Text provided >>

B.A. in the Sciences, then Graduate School
The most common route to an engineering career is to complete a B.A. at Williams in the normal four years, majoring in one of the sciences (often physics, chemistry, or computer science) or mathematics. Afterwards the student goes to a graduate school for a master’s degree or doctorate in engineering. Our experience is that many of the best engineering graduate programs are eager to accept Williams students who have strong records in science courses.
Some graduate programs Williams students have attended in recent years
Williams partners with two engineering transfer programs — at Dartmouth College and Columbia University — in which you typically spend three years at Williams and two at the other school, graduating in 5 years with both a B.A. from Williams and a B.E. or B.S.E. from an ABET accredited engineering program. This engineering degree can be the start of pursuing licensure as a Professional Engineer (PE).
Students interested in either of these programs should work with the Pre-Engineering Advisor as well as the Study Away office to ensure their course plan covers all the prerequisites. Note that Williams considers the first year of each of these programs a “Study Away” year, meaning that Williams financial aid generally applies for this year, but also that students participating in a transfer program are ineligible for any further Study Abroad or Study Away semesters. For more information about these programs and their up-to-date requirements, see here:
- Columbia University Combined Plan in Liberal Arts and Engineering
This plan can be completed as a 3-2 program or as a 4-2 (6-year) program. All Williams graduation requirements (other than total number of courses) as well as Columbia prerequisites must be completed before departing for Columbia, so students need to plan their courses carefully.
- Dartmouth College Dual-Degree Program
This program normally is completed as a 2-1-1-1 program, and offers concentrations in a number of engineering disciplines. The student starts with 2 years at Williams, attends Dartmouth during the 3rd (Junior) year, comes back to Williams for the 4th (Senior) year, and finishes off with a 5th year at Dartmouth. This program has the advantage of returning for your senior year at Williams, and consequently somewhat more flexibility in completing both graduation and degree requirements. It is also possible, but less common, to do this as a 3-2 program.

Complete the following >>
- A) Select and copy each line of the listing that contains the word "background".
- B) Pick up the passage on routes from Williams to an engineering career where it ends and continue writing it.

(Dataset entries)
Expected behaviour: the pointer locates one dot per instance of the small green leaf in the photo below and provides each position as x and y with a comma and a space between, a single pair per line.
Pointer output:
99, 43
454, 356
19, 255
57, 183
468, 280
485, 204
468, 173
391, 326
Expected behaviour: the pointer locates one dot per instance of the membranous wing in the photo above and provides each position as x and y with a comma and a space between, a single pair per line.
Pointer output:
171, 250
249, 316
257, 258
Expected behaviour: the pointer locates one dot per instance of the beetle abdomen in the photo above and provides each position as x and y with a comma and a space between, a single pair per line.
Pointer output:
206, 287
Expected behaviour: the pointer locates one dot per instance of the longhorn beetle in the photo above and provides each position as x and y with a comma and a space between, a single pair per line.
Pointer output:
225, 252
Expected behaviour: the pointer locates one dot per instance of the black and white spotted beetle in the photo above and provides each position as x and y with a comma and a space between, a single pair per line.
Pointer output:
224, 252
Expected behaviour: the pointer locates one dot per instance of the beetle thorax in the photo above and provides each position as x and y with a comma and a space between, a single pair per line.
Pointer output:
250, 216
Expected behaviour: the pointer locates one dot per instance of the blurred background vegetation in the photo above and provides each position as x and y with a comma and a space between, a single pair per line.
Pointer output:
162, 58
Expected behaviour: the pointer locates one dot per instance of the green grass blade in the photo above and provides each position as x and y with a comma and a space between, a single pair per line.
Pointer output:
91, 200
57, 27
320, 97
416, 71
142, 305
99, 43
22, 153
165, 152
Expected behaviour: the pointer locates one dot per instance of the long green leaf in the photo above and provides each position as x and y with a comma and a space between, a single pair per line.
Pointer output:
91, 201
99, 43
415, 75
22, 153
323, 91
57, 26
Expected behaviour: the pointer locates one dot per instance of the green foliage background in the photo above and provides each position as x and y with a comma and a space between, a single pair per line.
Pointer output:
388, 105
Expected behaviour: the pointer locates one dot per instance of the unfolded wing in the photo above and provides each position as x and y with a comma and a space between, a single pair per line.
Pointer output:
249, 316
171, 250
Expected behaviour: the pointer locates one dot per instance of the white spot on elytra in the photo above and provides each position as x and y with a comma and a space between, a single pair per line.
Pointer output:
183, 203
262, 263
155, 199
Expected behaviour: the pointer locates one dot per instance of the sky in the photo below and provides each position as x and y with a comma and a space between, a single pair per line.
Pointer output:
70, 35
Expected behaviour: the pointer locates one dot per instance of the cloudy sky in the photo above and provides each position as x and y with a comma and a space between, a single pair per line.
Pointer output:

Results by task >>
- A)
Expected behaviour: the pointer locates one dot per instance of the blurred background vegetation in the photo above and provides each position as x and y with a comma and a space between, a single pair per line.
Expected behaviour: the pointer locates one dot per instance of the green foliage background in the photo above and provides each position as x and y with a comma and a space between, a single pair per line.

- B)
None of these routes to an engineering career is the most direct. If one’s goal is to prepare for an entry-level job in engineering as quickly as possible, one should attend a four-year undergraduate engineering program instead of Williams College. Of necessity undergraduate engineering programs concentrate earlier and more intensely on engineering-specific topics. They also offer few opportunities to study non-technical subjects. A prospective engineer should attend Williams if they to take the time to acquire a firm foundation in science and to explore the humanities and social sciences before beginning engineering-specific training. In the long run the extra time and effort required to combine a liberal arts education with engineering training gives an engineer valuable scientific and communications skills that will enhance their career.
Courses Recommended to Students Interested in Engineering
Mathematics and physics serve as the foundation of most engineering disciplines. First-year students who might be interested in engineering should take mathematics and physics courses as early as possible.
Engineering includes a wide variety of subjects, ranging from traditional fields like mechanical engineering, electrical engineering, civil engineering, and chemical engineering to newer fields like bioengineering and environmental engineering. Different engineering fields will have different prerequisite courses. The following courses are recommended as a common foundation for most engineering disciplines:
- PHYS 141 Mechanics and Waves
- PHYS 142 Foundations of Modern Physics
- or PHYS 151 Seminar in Modern Physics
- PHYS 201 Electricity and Magnetism
- MATH 130, 140, 150 or 151 Calculus I, II, and Multivariable
- PHYS 210 Mathematical Methods for Scientists (strongly recommended, required for Columbia Combined Plan)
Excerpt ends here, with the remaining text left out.